_REQUIREMENT:_ Copy all of the records below verbatim.

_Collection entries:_
###

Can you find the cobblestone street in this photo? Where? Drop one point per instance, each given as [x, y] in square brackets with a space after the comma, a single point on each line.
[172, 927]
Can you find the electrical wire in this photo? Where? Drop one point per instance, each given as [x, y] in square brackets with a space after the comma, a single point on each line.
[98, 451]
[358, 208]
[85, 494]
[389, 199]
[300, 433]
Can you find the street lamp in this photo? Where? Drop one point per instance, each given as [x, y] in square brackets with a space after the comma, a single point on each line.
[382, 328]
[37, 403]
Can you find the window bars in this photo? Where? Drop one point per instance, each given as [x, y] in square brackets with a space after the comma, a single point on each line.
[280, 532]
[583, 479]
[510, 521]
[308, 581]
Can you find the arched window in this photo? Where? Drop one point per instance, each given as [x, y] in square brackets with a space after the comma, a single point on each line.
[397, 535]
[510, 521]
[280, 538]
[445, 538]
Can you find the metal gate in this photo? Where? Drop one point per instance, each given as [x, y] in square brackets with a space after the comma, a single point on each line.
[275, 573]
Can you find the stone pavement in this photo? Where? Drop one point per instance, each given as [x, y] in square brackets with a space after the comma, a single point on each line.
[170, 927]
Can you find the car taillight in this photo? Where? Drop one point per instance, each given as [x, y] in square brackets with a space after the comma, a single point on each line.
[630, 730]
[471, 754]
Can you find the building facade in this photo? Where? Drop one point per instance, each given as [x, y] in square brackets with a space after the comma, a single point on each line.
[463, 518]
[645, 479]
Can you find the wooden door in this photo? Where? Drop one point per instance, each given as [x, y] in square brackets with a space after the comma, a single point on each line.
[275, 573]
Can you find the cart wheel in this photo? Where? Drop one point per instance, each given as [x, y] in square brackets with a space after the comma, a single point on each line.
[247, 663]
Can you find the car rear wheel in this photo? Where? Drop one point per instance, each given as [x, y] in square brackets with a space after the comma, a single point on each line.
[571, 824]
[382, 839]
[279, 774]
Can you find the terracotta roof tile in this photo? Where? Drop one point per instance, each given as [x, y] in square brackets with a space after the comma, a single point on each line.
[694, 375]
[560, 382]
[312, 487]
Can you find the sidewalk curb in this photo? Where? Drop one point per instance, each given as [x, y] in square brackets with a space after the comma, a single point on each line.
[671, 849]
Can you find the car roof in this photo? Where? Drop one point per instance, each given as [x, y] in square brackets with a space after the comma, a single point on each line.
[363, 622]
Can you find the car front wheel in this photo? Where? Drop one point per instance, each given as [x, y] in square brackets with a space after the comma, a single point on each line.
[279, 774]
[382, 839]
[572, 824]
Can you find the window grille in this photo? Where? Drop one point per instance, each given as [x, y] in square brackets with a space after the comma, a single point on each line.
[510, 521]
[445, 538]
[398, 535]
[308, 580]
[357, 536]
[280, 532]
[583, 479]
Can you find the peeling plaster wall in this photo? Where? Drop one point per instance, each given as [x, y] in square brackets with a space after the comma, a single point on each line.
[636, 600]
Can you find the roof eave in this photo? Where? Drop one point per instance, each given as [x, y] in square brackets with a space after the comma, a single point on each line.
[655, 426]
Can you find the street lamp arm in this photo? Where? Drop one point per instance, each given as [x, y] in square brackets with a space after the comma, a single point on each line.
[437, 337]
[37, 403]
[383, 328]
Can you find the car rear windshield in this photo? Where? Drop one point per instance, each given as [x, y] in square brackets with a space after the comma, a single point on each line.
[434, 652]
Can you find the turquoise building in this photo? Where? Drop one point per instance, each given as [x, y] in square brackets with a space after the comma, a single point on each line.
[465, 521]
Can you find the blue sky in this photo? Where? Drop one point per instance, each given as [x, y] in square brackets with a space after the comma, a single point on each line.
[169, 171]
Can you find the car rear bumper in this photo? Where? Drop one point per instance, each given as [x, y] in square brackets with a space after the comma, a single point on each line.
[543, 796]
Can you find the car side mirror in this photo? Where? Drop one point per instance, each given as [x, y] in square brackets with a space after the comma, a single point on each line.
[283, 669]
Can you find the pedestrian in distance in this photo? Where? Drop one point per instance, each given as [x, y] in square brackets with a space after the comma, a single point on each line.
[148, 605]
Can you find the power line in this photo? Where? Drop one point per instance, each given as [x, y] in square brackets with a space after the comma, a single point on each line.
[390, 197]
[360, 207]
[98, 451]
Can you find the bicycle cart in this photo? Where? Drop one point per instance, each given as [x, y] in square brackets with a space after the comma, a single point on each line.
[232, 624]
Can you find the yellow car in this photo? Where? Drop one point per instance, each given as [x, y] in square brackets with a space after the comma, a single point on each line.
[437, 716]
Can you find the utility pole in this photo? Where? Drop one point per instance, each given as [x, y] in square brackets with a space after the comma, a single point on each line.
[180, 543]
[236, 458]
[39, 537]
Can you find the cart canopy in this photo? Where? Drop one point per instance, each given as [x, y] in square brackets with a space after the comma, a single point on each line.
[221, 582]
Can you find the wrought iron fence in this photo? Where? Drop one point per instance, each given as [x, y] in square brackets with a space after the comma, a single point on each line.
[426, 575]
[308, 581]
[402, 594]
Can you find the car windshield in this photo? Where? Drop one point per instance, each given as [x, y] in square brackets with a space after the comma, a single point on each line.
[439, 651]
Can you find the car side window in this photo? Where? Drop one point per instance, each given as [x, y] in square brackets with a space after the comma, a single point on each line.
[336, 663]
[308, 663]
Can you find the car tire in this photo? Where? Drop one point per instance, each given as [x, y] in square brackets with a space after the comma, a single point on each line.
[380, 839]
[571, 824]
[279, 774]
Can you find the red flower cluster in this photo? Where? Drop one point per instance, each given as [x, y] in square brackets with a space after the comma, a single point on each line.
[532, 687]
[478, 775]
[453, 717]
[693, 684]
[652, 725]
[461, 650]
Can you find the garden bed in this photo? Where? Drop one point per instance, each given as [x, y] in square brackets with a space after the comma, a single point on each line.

###

_FULL OUTPUT:_
Can you find the cobblestone street in this photo? Where? Drop one point per instance, each given as [x, y] in square brackets with a space after the comma, a single point on each line.
[172, 927]
Can you find the electrical wire in this photo? Where? Drop one point per instance, each given as [x, y] in square brackets with a space after the comma, a single point on each line.
[98, 451]
[358, 208]
[85, 494]
[389, 199]
[300, 433]
Can you find the street lamp in this photo? Where? Drop one point per instance, each given as [x, y] in square brackets with a space after the comma, a single point on each line.
[382, 328]
[37, 403]
Can you find the window bars in this photo? Where? Drop one point per instance, each given as [x, y] in square brackets with a space after the comma, a single point on each line.
[280, 532]
[583, 479]
[510, 521]
[308, 581]
Can you find the arched window in this photo? Where? Drop one point per instance, each given as [x, y] in square brackets with a space after the comma, a single point on each line.
[397, 535]
[510, 521]
[280, 538]
[445, 538]
Can you find the metal gate in this photo? Where? Drop one point per instance, each given as [x, y] in square brackets with a space after the comma, a single point on each line.
[275, 573]
Can you find the stone pavement in this photo? Where? Drop one point per instance, each given as [x, y] in square brackets with a space after the comma, a single point on each line.
[170, 927]
Can you find the car taillight in this photo? Where? Drop one point per instance, each given as [x, y] in square brackets with a space after the comma, a single point on each line.
[630, 730]
[471, 754]
Can you find the building facade in this photo? Where? Drop one point per instance, each given as [x, y] in square brackets with a space after the comma, a single point on each line.
[463, 518]
[645, 479]
Can you find the wooden door in this photo? Where? Drop one point per instance, each given as [x, y] in square brackets with a space after the comma, a single point on each line.
[275, 573]
Can you find the cart wheel in this photo? Where? Drop one point per instance, each given as [x, y] in square brackets with a space after the comma, a single point on each line.
[247, 663]
Can you find the car rear wheel in this photo? Where? Drop one point per instance, each given as [x, y] in square brackets with a space after the comma, a single point on each line.
[571, 824]
[382, 839]
[279, 774]
Can you find the terracotta roof tile in this photo? Where? Drop one point per instance, each given as [x, y] in square brackets with a space after the comma, a single point on each line.
[694, 375]
[560, 382]
[312, 487]
Can you find the sidewalk curb in this photo? Where? Drop one point per instance, each given as [x, y] in square brackets with a space after the comma, a single point on each line.
[671, 849]
Can you find the car roof in this photo? Where? Drop one point per instance, each given as [x, y] in square brackets with a space after the comma, a single point on each line.
[363, 622]
Can you find the car front wheel in this photo? Where? Drop one point per instance, each given as [x, y] in square brackets with a space after the comma, a single point on each line.
[279, 774]
[382, 839]
[572, 824]
Can you find the window grille in this photo? Where? Drop one point per instance, each given as [x, y] in square brackets with a space after the comma, a single point on each line.
[510, 521]
[445, 538]
[398, 535]
[308, 580]
[357, 536]
[280, 532]
[583, 479]
Can you find the peeling plaster wall in this photo? Where? Drop one point per instance, each given as [x, y] in square brackets with a space after the comma, a single point on each line.
[636, 600]
Can you find the roof eave in this photo? Where? Drop one point per instance, each given as [x, y] in square brackets with a space after the comma, a single point on each line.
[655, 426]
Can you find the street lamp arm in this photo? Where? Drop one point per instance, each given as [x, y] in square brackets with a space after the comma, a single point on each line.
[437, 337]
[37, 403]
[383, 328]
Can you find the car rear windshield in this photo? Where? Drop one point per instance, each given as [x, y] in square brackets with a space after the comma, a single point on each line.
[434, 652]
Can you find the turquoise building in this photo? Where? Drop one point per instance, each given as [x, y] in square brackets with a space after the comma, a single point on each line.
[465, 521]
Can you find the blue sky in this photo? Where? Drop one point per instance, each given as [x, y] in square brackets with a space after the comma, a single point on each line.
[169, 171]
Can you find the car rear bumper in this photo? Where? Drop one point per instance, each given as [x, y] in square brackets with a space after the comma, a single point on each line.
[543, 796]
Can you find the car side mirror in this photo? Where? Drop one point per instance, each given as [x, y] in square brackets with a space after the comma, a single point on each line.
[283, 669]
Can you find the pedestrian in distance in this photo? Where? Drop one point per instance, each given as [x, y] in square brackets with a space after the comma, a single point on each line.
[148, 605]
Can you find the power line in this photo? Where? Drop one point per instance, each given as [x, y] in square brackets with a space after the comma, a single point on each line.
[390, 197]
[360, 207]
[98, 451]
Can you find the bicycle cart in this photo? Where? Drop one point per instance, each given as [x, y] in square brackets with a space after the comma, a single point on each line.
[232, 624]
Can you find the yellow car in this photo? Where? Drop one point per instance, each given as [x, y] in square brackets with a space after the comma, a single point on each line.
[437, 716]
Can you find the utility pole in this photo? Where? Drop one point per instance, each given as [x, y] in square brackets with a space after the comma, a single point on each line.
[180, 543]
[236, 458]
[39, 537]
Can you find the cart canopy in this photo? Where? Drop one point per instance, each given as [x, y] in square brackets with a space after the comma, a single point on each line.
[221, 582]
Can you find the wrought iron fence in this photo? Where? Drop one point per instance, each given as [x, y] in square brackets with a space after the comma, a single point on each line.
[426, 575]
[308, 581]
[402, 594]
Can you find the car windshield in this photo? Where? Drop one point per instance, each given as [x, y] in square brackets with a space after the comma, a single point on each line.
[439, 651]
Can you find the car side window in this photo? Where? Drop one point per instance, each given as [x, y] in square brackets with a space after the comma, a single point on each line.
[336, 663]
[308, 663]
Can you find the car tire in this photo? Where? Drop one point per instance, each given as [x, y] in square brackets with a space after the comma, a single point on each line.
[380, 839]
[571, 824]
[279, 774]
Can you find the red flower cluster in this photo? Where? Drop one point per instance, each given as [x, y] in square brackets with a space after the comma, a single point on each line.
[532, 687]
[478, 775]
[453, 717]
[693, 684]
[652, 725]
[461, 650]
Can you find the garden bed in this photo? Where? Drop one point per instance, each given as [x, y] in square brackets with a space after the comma, a single point on each line.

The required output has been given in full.